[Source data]

_ _ _ _

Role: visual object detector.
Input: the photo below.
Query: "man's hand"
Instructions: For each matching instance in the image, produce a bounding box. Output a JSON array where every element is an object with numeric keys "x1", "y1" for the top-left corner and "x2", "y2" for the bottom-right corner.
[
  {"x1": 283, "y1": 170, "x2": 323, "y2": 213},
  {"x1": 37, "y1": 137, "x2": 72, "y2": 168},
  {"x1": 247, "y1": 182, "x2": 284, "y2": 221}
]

_ _ _ _

**Exercise:** When the line containing "Input: the photo below." is found in the records above, restate it and every later line word for word through the last one, and nothing more.

**Output of the exercise:**
Input: the photo below.
Query: "man's hand"
Instructions: For each matching instance in the image, produce a bounding box. Output a JSON array where every element is an object with numeric keys "x1", "y1" for the top-left corner and "x2", "y2" for the bottom-right corner.
[
  {"x1": 283, "y1": 170, "x2": 323, "y2": 213},
  {"x1": 37, "y1": 137, "x2": 72, "y2": 168},
  {"x1": 247, "y1": 182, "x2": 284, "y2": 221}
]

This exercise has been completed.